§ Extracted data
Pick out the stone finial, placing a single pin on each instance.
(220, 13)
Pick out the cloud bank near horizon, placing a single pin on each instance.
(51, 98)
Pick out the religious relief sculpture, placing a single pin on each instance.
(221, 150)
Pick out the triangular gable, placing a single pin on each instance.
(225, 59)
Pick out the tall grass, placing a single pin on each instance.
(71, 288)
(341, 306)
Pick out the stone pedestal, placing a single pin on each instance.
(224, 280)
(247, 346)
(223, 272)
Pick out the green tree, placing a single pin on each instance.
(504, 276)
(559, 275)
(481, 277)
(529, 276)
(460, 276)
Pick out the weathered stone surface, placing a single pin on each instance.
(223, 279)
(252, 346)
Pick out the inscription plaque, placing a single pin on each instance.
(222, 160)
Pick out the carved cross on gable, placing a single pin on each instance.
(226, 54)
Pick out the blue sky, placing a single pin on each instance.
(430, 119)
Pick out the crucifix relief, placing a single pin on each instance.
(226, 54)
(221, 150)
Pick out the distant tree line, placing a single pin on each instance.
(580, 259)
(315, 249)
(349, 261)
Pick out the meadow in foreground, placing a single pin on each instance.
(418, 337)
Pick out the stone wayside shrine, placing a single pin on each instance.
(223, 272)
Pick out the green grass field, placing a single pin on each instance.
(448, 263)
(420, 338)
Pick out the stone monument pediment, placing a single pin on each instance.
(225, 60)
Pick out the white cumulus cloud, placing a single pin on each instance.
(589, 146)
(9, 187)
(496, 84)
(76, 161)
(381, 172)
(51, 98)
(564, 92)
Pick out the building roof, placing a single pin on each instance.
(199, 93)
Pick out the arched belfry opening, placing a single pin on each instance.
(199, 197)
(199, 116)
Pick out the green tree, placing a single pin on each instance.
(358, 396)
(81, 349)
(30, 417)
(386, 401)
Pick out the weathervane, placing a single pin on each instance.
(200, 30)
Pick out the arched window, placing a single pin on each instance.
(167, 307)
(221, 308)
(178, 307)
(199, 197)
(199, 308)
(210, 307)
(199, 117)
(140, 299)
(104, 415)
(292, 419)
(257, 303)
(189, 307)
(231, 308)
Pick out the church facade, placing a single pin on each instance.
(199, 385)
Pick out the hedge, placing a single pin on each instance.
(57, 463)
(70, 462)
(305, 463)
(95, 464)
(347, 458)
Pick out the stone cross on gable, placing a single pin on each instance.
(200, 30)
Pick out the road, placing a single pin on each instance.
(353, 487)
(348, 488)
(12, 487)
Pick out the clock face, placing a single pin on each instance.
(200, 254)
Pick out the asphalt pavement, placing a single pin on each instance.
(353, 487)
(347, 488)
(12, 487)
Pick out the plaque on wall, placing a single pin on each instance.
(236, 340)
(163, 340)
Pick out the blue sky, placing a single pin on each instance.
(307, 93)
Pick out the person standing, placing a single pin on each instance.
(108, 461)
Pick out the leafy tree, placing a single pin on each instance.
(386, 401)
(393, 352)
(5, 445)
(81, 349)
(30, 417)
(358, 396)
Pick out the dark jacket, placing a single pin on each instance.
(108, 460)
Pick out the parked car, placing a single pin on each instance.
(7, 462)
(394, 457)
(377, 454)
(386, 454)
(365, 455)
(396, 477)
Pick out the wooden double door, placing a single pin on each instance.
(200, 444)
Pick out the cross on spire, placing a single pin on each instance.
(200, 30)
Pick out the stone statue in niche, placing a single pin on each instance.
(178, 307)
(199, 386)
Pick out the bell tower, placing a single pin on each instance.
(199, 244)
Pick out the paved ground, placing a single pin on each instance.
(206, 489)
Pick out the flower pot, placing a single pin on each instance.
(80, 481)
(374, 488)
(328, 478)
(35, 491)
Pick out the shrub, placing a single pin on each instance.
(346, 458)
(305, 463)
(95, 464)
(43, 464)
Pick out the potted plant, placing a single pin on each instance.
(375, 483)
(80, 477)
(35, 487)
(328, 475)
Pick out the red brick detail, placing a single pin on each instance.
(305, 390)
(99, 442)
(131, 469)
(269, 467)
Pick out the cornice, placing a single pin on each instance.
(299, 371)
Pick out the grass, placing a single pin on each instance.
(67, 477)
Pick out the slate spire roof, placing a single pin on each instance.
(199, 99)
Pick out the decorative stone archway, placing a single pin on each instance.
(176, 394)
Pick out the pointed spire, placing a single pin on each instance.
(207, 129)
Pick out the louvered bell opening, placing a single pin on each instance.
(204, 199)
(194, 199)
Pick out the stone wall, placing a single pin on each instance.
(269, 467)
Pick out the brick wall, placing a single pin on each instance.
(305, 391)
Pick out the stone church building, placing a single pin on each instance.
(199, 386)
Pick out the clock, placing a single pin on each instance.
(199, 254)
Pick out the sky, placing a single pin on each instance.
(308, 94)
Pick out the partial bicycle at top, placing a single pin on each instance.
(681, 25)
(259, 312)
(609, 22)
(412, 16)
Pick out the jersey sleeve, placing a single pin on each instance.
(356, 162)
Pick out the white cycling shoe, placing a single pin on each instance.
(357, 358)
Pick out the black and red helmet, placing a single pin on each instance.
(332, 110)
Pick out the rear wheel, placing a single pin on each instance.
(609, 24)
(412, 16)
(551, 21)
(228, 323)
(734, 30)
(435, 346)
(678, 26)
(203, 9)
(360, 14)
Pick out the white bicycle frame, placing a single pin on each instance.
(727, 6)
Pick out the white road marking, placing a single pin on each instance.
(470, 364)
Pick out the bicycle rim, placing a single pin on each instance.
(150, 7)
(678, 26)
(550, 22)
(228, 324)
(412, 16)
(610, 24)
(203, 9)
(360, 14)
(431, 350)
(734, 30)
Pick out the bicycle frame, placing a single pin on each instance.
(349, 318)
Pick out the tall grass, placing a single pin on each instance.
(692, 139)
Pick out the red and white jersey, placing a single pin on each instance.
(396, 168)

§ Aim of the task
Return the lines above exactly, keeping every word.

§ Complete response
Pick out the stone finial, placing a single pin on each instance.
(220, 13)
Pick out the cloud bank near horizon, placing a single pin on each instance.
(51, 98)
Pick out the religious relief sculpture, placing a single pin on each instance.
(221, 150)
Pick out the triangular gable, placing a single pin on each instance.
(225, 59)
Pick out the tall grass, placing a single pin on each instance.
(71, 288)
(341, 306)
Pick out the stone pedestal, placing a single pin on each instance.
(224, 280)
(247, 346)
(223, 272)
Pick out the green tree, placing a single pin on each instance.
(504, 276)
(559, 275)
(481, 277)
(529, 276)
(460, 276)
Pick out the weathered stone surface, placing a single pin on each instance.
(223, 279)
(252, 346)
Pick out the inscription plaque, placing a single pin on each instance.
(222, 160)
Pick out the carved cross on gable, placing a single pin on each instance.
(226, 54)
Pick out the blue sky, placing a single pin on each instance.
(430, 119)
Pick out the crucifix relief, placing a single pin on each instance.
(226, 54)
(221, 150)
Pick out the distant tree line, placing a single pin on each instance.
(580, 259)
(315, 249)
(349, 261)
Pick out the meadow in foreground, placing a single pin on each instance.
(418, 337)
Pick out the stone wayside shrine, placing a single pin on each instance.
(223, 272)
Pick out the green grass field, placing a single pin on each instance.
(448, 263)
(420, 338)
Pick out the stone monument pediment, placing a single pin on each instance.
(225, 60)
Pick out the white cumulus cloud, placing a single pin on each instance.
(589, 146)
(9, 187)
(496, 84)
(76, 161)
(381, 172)
(51, 98)
(564, 92)
Pick out the building roof, placing a single pin on each instance.
(199, 93)
Pick out the arched belfry opening, placing a single pin on each instance.
(199, 197)
(199, 116)
Pick out the green tree, placing a single pin on each instance.
(358, 396)
(81, 349)
(30, 417)
(386, 401)
Pick out the weathervane, placing a single pin on each instance.
(200, 30)
Pick out the arched window, placing a single pin on each instance.
(167, 307)
(221, 308)
(178, 307)
(199, 197)
(199, 308)
(210, 307)
(199, 117)
(140, 299)
(104, 415)
(292, 419)
(257, 303)
(189, 307)
(231, 308)
Pick out the church facade, placing a single pin on each instance.
(199, 385)
Pick out the hedge, placing a single pin on each instance.
(57, 463)
(70, 462)
(305, 463)
(95, 464)
(347, 458)
Pick out the stone cross on gable, placing a single pin on each instance.
(200, 30)
Pick out the road, placing a single pin on each instance.
(353, 487)
(348, 488)
(12, 487)
Pick out the clock face, placing a single pin on each instance.
(200, 254)
Pick out the asphalt pavement, placing a single pin on each instance.
(353, 487)
(347, 488)
(12, 487)
Pick out the plaque on wall, placing a single pin on each instance.
(236, 340)
(163, 340)
Pick out the blue sky, placing a single pin on each instance.
(307, 93)
Pick out the person standing, placing a single pin on each instance.
(108, 461)
Pick out the leafy tree, placing a single pin on each instance.
(386, 401)
(393, 352)
(5, 445)
(81, 349)
(30, 417)
(358, 396)
Pick out the dark jacket, placing a single pin on each instance.
(108, 460)
Pick out the parked car, placing a single pin on each instance.
(7, 462)
(394, 457)
(377, 454)
(386, 454)
(365, 455)
(396, 477)
Pick out the wooden double door, placing a single pin on each instance.
(200, 444)
Pick out the cross on spire, placing a single pin on each instance.
(200, 30)
Pick out the stone statue in niche, placing a single pin on each instance.
(178, 307)
(199, 386)
Pick out the bell tower, placing a single pin on each instance.
(199, 244)
Pick out the paved ground, placing a single pin on each instance.
(206, 489)
Pick out the flower pot, placing a single pin on each instance.
(80, 481)
(374, 488)
(328, 478)
(35, 491)
Pick out the shrub, placing a single pin on each instance.
(346, 458)
(305, 463)
(95, 464)
(43, 464)
Pick out the potted plant, placing a single pin on each instance.
(375, 483)
(80, 477)
(35, 487)
(328, 475)
Pick out the red brick detail, placing a single pin on each instance.
(305, 390)
(99, 442)
(131, 469)
(269, 467)
Pick out the cornice, placing a single pin on each instance.
(299, 371)
Pick out the grass, placing a single pin on each instance.
(67, 477)
Pick out the slate spire roof, placing a single pin on each instance.
(199, 99)
Pick out the decorative stone archway, placing a single pin on each instance.
(176, 394)
Pick out the pointed spire, placing a single pin on each instance.
(207, 129)
Pick out the louvered bell opening, placing a single pin on each instance.
(204, 199)
(194, 199)
Pick out the stone wall, placing a single pin on each instance.
(269, 467)
Pick out the brick wall, placing a single pin on each instance.
(305, 391)
Pick out the stone church building, placing a single pin on each instance.
(199, 386)
Pick out the clock, placing a single pin on each instance.
(199, 254)
Pick out the sky, placing a single pin on each instance.
(308, 94)
Pick out the partial bicycle at top, placing a single pin on each instance.
(681, 25)
(259, 312)
(609, 22)
(412, 16)
Pick out the jersey sleeve, placing a single pin on each instance.
(356, 162)
Pick out the white cycling shoe, placing a single pin on each instance.
(357, 358)
Pick out the black and red helmet, placing a single pin on each instance.
(332, 110)
Pick out the rear wheel, placing a single pin on each instance.
(609, 24)
(412, 16)
(551, 21)
(228, 323)
(734, 30)
(435, 346)
(678, 26)
(203, 9)
(360, 14)
Pick out the white bicycle frame, placing a single pin on each instance.
(727, 6)
Pick out the white road marking, placing a single pin on each instance.
(470, 364)
Pick out the bicycle rim, placing a single pin on each instance.
(150, 7)
(678, 26)
(550, 22)
(228, 324)
(412, 16)
(610, 24)
(203, 9)
(360, 14)
(431, 350)
(734, 30)
Pick out the bicycle frame, placing a single pin on each instance.
(349, 318)
Pick out the tall grass, placing a single pin on each instance.
(692, 139)
Pick out the red and white jersey, placing a single pin on each instance.
(396, 168)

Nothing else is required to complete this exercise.